Stated task 1: Rewrite the portion of the listing from the line containing "Where can you see the tree in" down to the line containing "point(557, 264)" as a numbered list, omitting blank lines.

Quoted text:
%%

Today, scattered convection was evident across the Pacific Northwest, especially around Washington state. The surface analysis from this morning revealed a low-pressure system off of the coast of British Columbia, bringing WNW flow from the Pacific onshore. This provided a source of moisture for the area to help provide a base for convective activity as surface level temperature and dewpoints were close together signaling locally high relative humidity, but what was going to provide the lifting mechanism necessary for initiation of convective activity? Looking to the upper levels (specifically @250mb), there is evidence of a trough feature over the Pacific Northwest and in particular, the right side of the trough is situated over the area with a noticeable jet streak present based on the analysis. While not a particularly strong or amplified trough feature, this implies upper level ageostrophic divergence and mass evacuation which will induce upward vertical motions filtering down to the lower levels. The cyclone and subsequent onshore flow is evident as you go down to the 500mb and 700mb levels as well. The 700mb analysis gives you an idea of low-level moisture advection which was present with the onshore flow.

00z 11/19 and 12z 11/19 250mb upper air maps (AOS-UW-Madison) respectively
Isobars (black contours), Temperature (red dashed contours), Wind Speed (wind barbs), Stronger Jet Stream winds (fill pattern)

 

Now that the synoptic stage is set, we’re going to look at some sounding data to analyze the state of the atmosphere near the surface and see if there are more signs of convective initiation. Today’s 12z sounding (on the left) from KUIL (Quillayute,WA) was observed and from this we can see a very saturated low-level profile at least up to 800mb meaning there is definitely precipitation occurring over the area. Modest lapse rates (5.5-7.5 C/km) were shown with this sounding, implying modest parcel buoyancy to aid in the overall lift and upward vertical motions to induce convective activity. While this sounding depicts rain as the form of precipitation, there can be a changeover to snow depending on where you are in the region. The sounding on the right is from KOTX (Spokane, WA) also taken today at 12z depicts a similar sounding in terms of saturation and likely precipitation, however the temperature profile is close to the freezing temperature and there was in fact snow falling in the area. One reason for this is the effect of orographic lifting over the Cascade Mountains that forces air up from the surface into higher elevations where it condenses and in this case precipitates snow. The other thing that suggests snowfall is the wet-bulb temperature (thin blue line in between temp and dwpt profiles). Wet-Bulb temperature is the temperature a parcel of air will be at when it is cooled to saturation. When the wet-bulb temperature is at freezing or lower, this can imply snowfall even when the actual temperature is above freezing.

 

The image below shows radar imagery from this morning over Washington state, and you’ll notice that in addition to the onshore precipitation there seems to be an absence of precipitation to the east of the onshore flow but then all of sudden starts up again around and just east of Seattle. This area where the precipitation has started up again is known as the Puget Sound Convergence Zone (PSCZ).

%%

Stated task 2: In the weather discussion, which sounding site had snow actually falling?

Record list:
%%

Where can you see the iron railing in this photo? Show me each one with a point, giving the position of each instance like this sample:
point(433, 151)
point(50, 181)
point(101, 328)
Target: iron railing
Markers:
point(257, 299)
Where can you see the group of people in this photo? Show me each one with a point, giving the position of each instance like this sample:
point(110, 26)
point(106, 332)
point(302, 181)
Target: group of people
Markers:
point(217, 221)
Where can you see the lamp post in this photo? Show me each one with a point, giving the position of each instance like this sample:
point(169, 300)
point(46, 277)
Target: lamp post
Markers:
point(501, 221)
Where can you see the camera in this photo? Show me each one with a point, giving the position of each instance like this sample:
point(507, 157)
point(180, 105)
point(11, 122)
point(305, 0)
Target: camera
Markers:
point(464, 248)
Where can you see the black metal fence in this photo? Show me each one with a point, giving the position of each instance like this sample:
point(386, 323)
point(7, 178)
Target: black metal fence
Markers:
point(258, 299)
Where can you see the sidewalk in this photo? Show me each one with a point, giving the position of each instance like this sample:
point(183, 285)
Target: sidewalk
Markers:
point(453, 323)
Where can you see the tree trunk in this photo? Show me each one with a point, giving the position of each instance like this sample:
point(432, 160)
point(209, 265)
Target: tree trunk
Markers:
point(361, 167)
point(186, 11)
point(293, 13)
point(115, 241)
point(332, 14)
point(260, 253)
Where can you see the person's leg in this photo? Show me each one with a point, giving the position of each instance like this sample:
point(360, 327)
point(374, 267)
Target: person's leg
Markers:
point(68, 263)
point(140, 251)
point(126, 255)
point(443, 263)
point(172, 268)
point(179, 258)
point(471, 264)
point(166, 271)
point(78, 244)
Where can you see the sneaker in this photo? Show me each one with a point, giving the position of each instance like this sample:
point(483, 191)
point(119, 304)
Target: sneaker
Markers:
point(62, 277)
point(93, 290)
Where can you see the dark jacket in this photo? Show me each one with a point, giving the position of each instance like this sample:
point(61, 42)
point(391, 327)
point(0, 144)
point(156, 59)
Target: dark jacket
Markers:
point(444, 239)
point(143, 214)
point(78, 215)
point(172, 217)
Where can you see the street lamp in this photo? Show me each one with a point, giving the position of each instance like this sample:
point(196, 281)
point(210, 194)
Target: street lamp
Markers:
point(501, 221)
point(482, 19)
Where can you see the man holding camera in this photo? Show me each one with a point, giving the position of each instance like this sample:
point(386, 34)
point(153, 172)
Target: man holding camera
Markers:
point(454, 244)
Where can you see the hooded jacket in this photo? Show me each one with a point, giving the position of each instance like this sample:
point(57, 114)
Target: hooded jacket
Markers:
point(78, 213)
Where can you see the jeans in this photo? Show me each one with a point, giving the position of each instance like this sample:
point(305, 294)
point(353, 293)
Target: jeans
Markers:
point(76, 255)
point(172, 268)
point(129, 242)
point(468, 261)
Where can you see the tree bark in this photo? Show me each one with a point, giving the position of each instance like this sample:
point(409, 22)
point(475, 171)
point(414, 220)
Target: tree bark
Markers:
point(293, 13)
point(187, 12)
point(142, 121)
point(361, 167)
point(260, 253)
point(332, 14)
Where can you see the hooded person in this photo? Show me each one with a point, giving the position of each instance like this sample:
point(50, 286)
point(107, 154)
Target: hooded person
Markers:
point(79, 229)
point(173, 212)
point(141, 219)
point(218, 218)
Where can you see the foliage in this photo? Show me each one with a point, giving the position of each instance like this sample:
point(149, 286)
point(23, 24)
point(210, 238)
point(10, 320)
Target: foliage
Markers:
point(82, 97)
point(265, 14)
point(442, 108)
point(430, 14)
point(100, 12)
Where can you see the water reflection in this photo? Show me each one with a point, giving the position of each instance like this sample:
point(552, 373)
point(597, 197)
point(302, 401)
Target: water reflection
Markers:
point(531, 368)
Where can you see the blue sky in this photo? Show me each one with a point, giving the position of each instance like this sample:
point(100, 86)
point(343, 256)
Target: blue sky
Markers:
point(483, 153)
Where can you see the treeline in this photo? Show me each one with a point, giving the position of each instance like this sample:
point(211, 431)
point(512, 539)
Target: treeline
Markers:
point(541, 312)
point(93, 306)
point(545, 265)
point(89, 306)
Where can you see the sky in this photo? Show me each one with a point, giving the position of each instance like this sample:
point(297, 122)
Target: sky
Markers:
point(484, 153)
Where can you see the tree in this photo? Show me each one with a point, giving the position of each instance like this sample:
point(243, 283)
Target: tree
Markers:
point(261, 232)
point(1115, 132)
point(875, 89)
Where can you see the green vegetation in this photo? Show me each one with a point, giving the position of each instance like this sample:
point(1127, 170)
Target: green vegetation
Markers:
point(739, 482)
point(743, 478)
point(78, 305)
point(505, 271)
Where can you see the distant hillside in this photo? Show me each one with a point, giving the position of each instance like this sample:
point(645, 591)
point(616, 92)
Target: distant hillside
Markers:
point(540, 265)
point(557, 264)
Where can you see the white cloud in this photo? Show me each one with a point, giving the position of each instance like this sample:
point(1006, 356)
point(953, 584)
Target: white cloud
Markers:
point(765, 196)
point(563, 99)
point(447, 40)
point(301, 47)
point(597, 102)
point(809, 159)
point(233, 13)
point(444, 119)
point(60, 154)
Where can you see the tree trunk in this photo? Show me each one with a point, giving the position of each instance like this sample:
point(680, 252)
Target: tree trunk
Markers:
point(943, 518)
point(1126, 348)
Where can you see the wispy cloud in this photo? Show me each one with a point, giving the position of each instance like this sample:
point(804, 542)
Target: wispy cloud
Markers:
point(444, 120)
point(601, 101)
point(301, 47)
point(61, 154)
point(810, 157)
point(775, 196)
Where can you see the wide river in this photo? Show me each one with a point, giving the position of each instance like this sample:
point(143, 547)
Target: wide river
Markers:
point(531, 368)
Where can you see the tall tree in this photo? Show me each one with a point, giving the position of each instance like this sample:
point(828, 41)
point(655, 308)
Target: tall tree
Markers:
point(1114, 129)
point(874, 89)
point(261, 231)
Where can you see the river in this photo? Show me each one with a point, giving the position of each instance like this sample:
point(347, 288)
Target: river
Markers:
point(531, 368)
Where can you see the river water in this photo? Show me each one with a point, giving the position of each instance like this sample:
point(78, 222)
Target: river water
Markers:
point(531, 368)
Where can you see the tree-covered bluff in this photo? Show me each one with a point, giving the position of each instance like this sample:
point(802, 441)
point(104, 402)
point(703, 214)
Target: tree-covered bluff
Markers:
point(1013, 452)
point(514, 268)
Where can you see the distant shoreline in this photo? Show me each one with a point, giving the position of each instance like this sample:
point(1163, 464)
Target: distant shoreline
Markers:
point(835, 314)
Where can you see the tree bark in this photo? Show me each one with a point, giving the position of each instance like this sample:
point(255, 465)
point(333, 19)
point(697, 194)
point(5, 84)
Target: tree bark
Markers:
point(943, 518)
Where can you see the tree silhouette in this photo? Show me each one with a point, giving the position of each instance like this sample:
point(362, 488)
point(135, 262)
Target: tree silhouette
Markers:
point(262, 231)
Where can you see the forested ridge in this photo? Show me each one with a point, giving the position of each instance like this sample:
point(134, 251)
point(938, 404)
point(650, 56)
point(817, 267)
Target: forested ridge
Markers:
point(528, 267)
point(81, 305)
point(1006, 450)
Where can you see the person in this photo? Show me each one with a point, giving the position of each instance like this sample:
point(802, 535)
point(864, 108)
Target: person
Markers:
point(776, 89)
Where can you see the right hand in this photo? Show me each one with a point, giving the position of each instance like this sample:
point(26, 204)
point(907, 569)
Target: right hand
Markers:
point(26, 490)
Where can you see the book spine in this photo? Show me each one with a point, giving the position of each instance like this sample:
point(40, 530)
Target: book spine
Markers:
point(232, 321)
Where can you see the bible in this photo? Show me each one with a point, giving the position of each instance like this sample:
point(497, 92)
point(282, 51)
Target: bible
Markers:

%%

Complete response 1:
1. Where can you see the tree in this photo? Show me each one with a point, giving the position of each instance like this sample:
2. point(243, 283)
3. Target: tree
4. Markers:
5. point(261, 232)
6. point(1115, 132)
7. point(875, 89)
8. Where can you see the green vegetation in this photo? Show me each one with a point, giving the position of each instance like this sample:
9. point(1127, 170)
10. Target: green vegetation
11. Markers:
12. point(739, 482)
13. point(743, 478)
14. point(78, 305)
15. point(505, 271)
16. Where can you see the distant hillside in this photo? Show me each one with a point, giving the position of each instance like this sample:
17. point(645, 591)
18. point(616, 92)
19. Target: distant hillside
20. Markers:
21. point(540, 265)
22. point(557, 264)

Complete response 2: KOTX, in Spokane, Washington.